**Stated exercise A**
Copy out the insurance agency passage from "6. Focus the" to "a control freak.".
**Stated exercise B**
For each statement below, say yes or no as to whether the insurance agency passage agrees with it, and quote the words from the passage that decide it. (i) In an agency, negative harmony occurs when executives go along with poor performance. (ii) Large agencies can sell easily to clients of any size. (iii) Agency owners most often try to wear all the hats out of necessity.

**Provided passage**
--- begin ---

When trust monies are short, an agency can still operate and may not feel any health problems on a daily basis, until the day they effectively have a heart attack. That day will present itself as the day it cannot pay its companies or its employees. It may present itself at the time of a valuation or sale, when the owners learn their agency has diminished value because the heart of the agency is damaged. It may present itself, especially if insurance companies come to their senses, when they cannot get a new company contract or even lose a contract.

2. Positive harmony. If an agency were human, it would differentiate between positive and negative harmony and recognize harmony is a physical, not an emotional, phenomenon. Negative harmony occurs when waves are created at a frequency that can collapse a bridge. In an agency, negative harmony occurs when agency executives acquiesce to poor performance. They attempt to create harmony by avoiding conflict. This may seem positive on the surface, but it can destroy an agency because the underlying issues are not being addressed.

Positive harmony involves addressing the tough issues. In the counseling world, these are called critical conversations. If agencies were people, they would have these critical conversations because when all producers produce and when all producers, including the executives, are held accountable for their results, the best kind of harmony is created. Great harmony is when everyone is truly doing their jobs and working as a team.

3. Work ethic. Everywhere I go I hear people lamenting the loss of a work ethic. Beyond the fact that older generations have lamented the poor work ethic of younger generations since at least the time of Socrates, an agency would dearly appreciate it if some agency owners jumped off the band wagon and got back to work. Agency owners have had to work hard to get where they are. Unfortunately, all that counts to your agency is what you have done for it recently. The agency’s companies, producers, employees, and partners are appreciative of what owners have done in the past, but they are mostly interested in what you are doing for the agency today.

4. Focus the business. Many agencies have lost focus on what they are. This is clear when they have three times more company/broker appointments than they need, when they have multiple producers who are failing, and when they dabble in health insurance. With so many balls in the air, they cannot focus on true success. They can only survive from one day to the next. Spreading resources and relationships too thin is not good strategy. True business success is not achieved by trying to be all things to all people.

5. Focus sales. An agency would also want its producers to stop trying to sell to anyone and everyone. This strategy may still work in really small towns. However, due to today’s cost structure and coverage complexity (i.e., E&O exposures and customer needs), it is no longer possible to sell to anyone and be great. It may not even be possible to be good. It does not matter if the agency is large or small. Large agencies are going to have difficulty selling to small clients and small agencies are going to have difficulty selling to large clients. The waste involved in trying to sell to anyone is phenomenal. Agencies know, even if their humans do not, the way to greatness is focusing on the customers that fit the agency’s strengths best.

6. Focus the owner(s). If an agency were human, it would also want the agency owner to stop trying to wear all the hats in the agency. Many agency owners try to be a producer, CEO, CFO, COO, head of marketing, carrier relationships and HR, and chief cook. Sometimes this is due to necessity. However, more often it is because the agency owner is a control freak.

--- end ---

**Records**

--- begin ---

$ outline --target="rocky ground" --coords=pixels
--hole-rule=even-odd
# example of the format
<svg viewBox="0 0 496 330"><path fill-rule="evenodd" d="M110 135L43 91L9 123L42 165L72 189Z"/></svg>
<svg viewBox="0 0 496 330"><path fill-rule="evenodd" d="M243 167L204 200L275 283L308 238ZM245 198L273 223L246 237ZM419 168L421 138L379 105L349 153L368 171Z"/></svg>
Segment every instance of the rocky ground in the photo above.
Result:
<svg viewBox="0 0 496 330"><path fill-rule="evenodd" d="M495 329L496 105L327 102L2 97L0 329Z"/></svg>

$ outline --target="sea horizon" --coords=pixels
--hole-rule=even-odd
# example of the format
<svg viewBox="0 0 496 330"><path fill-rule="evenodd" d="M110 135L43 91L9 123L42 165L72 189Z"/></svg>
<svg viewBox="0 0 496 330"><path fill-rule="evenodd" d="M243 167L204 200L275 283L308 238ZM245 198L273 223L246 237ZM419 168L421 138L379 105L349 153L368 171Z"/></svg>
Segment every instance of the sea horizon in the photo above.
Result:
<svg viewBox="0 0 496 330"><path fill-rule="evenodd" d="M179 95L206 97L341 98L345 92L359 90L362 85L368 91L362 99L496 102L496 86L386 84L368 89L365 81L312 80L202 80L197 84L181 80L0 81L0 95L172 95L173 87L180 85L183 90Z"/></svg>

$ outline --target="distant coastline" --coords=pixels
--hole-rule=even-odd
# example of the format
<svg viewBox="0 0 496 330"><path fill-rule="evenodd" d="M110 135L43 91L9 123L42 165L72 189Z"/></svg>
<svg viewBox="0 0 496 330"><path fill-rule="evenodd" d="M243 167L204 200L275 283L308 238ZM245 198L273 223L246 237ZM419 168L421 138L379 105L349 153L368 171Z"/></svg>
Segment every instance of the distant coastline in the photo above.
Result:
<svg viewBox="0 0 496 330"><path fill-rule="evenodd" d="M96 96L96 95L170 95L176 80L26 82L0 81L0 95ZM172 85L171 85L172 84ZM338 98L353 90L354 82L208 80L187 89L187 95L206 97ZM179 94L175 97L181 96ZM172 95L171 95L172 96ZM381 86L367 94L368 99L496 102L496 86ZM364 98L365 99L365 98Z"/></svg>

--- end ---

**Full answer A**
6. Focus the owner(s). If an agency were human, it would also want the agency owner to stop trying to wear all the hats in the agency. Many agency owners try to be a producer, CEO, CFO, COO, head of marketing, carrier relationships and HR, and chief cook. Sometimes this is due to necessity. However, more often it is because the agency owner is a control freak.

**Full answer B**
(i) Yes: "In an agency, negative harmony occurs when agency executives acquiesce to poor performance."
(ii) No: "Large agencies are going to have difficulty selling to small clients"
(iii) No: "Sometimes this is due to necessity. However, more often it is because the agency owner is a control freak."